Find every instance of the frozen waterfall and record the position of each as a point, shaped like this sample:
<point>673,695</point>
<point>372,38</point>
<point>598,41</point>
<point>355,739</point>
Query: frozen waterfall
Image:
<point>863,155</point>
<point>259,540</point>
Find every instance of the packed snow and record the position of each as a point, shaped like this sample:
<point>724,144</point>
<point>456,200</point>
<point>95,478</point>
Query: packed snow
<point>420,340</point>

---

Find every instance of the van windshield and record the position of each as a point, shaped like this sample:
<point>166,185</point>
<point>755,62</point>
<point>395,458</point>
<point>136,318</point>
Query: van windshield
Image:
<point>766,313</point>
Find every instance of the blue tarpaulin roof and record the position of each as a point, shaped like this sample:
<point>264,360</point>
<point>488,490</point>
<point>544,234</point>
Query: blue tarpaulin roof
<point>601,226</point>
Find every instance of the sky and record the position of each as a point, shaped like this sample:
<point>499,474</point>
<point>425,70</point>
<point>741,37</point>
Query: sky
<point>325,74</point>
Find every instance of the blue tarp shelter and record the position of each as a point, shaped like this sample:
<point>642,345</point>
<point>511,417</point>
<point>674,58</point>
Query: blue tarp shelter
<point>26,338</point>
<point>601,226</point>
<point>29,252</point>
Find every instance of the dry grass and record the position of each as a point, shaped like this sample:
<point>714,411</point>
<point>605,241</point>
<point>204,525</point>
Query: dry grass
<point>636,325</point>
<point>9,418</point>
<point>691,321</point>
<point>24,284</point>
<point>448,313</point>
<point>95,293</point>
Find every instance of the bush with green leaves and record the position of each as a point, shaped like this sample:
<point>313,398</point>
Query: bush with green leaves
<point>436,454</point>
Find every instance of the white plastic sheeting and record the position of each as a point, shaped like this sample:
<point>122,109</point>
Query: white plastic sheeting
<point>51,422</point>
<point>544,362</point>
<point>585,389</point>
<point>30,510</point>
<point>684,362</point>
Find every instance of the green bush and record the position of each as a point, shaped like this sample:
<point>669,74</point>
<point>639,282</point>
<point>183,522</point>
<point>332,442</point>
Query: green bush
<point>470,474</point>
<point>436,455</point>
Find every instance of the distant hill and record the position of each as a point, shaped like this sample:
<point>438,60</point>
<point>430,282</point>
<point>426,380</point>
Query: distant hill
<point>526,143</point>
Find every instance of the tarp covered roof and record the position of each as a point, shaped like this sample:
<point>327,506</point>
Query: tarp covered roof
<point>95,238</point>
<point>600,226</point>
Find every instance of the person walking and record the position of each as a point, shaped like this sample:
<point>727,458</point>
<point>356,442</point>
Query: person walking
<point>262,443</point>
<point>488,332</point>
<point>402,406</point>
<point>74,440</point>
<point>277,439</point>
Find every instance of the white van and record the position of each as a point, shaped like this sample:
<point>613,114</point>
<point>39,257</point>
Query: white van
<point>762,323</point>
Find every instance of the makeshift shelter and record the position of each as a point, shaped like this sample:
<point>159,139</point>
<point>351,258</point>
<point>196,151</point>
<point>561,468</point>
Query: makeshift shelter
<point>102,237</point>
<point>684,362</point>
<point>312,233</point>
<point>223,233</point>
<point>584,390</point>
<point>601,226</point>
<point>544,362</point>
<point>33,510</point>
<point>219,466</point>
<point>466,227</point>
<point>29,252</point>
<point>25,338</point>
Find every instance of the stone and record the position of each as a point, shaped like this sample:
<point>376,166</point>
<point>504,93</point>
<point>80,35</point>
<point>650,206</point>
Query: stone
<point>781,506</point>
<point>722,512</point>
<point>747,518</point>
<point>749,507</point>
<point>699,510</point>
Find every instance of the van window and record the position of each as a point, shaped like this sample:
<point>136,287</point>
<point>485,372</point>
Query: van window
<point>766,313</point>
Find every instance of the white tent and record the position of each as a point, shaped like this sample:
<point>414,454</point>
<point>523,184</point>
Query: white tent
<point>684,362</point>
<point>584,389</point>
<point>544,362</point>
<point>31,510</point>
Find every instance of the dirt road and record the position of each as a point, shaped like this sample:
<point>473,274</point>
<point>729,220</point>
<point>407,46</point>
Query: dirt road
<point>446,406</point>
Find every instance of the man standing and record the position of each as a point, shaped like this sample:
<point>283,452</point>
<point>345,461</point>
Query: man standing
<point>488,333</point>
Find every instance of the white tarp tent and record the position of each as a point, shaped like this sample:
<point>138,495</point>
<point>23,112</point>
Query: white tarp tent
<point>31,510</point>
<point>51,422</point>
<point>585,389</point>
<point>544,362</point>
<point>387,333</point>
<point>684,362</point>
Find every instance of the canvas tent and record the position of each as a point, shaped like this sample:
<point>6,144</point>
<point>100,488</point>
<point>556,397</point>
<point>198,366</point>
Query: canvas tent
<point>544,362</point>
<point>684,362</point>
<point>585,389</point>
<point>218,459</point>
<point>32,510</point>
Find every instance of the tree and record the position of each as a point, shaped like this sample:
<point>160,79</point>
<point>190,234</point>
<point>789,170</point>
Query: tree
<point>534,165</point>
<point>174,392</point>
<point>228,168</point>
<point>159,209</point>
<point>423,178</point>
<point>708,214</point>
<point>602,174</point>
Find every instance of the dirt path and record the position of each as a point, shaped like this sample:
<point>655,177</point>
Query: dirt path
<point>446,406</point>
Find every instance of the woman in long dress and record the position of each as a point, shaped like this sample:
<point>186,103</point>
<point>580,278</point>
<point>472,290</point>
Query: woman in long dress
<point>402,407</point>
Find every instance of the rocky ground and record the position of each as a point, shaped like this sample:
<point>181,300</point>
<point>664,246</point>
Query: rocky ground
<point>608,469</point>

---

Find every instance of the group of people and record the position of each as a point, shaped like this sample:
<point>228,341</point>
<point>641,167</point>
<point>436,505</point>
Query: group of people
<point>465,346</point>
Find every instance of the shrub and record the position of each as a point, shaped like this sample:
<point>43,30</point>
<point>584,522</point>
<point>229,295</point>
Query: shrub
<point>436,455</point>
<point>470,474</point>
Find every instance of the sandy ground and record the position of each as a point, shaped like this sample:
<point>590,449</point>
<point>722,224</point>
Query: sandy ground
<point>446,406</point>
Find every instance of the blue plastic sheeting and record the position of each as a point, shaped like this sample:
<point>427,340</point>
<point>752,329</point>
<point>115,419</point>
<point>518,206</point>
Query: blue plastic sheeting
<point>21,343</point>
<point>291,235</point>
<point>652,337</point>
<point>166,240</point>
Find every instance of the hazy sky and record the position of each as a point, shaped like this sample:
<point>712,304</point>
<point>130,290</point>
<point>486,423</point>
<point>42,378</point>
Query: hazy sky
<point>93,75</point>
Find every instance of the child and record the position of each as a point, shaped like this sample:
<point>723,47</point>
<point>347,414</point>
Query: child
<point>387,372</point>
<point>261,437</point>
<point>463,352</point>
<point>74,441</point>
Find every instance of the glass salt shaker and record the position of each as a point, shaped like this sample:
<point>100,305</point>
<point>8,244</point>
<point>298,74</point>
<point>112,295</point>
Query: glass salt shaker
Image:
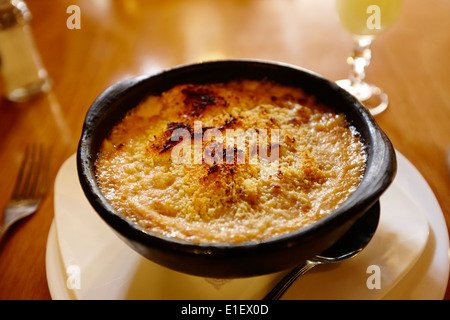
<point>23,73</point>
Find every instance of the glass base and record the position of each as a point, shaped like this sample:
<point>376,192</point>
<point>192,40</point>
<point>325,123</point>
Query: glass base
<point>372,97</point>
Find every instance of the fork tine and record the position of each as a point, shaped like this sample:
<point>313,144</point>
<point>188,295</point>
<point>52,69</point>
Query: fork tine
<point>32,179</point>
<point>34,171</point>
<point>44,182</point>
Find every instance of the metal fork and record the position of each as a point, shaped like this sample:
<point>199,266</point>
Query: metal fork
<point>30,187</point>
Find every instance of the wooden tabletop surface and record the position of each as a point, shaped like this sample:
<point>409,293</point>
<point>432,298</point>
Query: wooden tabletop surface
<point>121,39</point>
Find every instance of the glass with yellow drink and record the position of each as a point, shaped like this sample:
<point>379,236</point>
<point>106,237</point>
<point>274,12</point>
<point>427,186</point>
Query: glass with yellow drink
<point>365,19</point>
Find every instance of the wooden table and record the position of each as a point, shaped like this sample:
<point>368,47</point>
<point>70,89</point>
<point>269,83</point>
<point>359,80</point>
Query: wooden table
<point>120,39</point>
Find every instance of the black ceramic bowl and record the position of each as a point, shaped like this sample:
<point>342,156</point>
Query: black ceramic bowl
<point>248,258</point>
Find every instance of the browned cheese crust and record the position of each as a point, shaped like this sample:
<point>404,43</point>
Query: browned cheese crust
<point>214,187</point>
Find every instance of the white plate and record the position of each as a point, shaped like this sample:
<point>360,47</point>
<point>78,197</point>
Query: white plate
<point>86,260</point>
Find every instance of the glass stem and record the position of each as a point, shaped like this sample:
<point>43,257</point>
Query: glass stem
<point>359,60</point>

What is being asked: Above this task is a listing. Restate, word for word and with nothing added, the lines from the one with "Find every instance of the white tent" through the one with "<point>198,366</point>".

Written solution:
Find every instance of the white tent and record the position of each as a point, shaped like this sample:
<point>414,454</point>
<point>523,184</point>
Query: white tent
<point>684,362</point>
<point>584,389</point>
<point>544,362</point>
<point>31,510</point>
Find every instance of the dirt road and record the position of each as a point, shaped like this sample:
<point>473,274</point>
<point>729,220</point>
<point>407,46</point>
Query: dirt road
<point>446,406</point>
Find every instance of the man standing and record the position of each as a point, shaped like this sample:
<point>283,452</point>
<point>345,461</point>
Query: man standing
<point>488,333</point>
Find every instance of the white tarp tent and record the position of each as a point, shaped like this sample:
<point>138,495</point>
<point>23,112</point>
Query: white tarp tent
<point>31,510</point>
<point>51,422</point>
<point>585,389</point>
<point>544,362</point>
<point>387,333</point>
<point>684,362</point>
Find every instance of the canvas tent and record the position of each as a point, shaped like this sample:
<point>6,144</point>
<point>100,488</point>
<point>556,397</point>
<point>198,366</point>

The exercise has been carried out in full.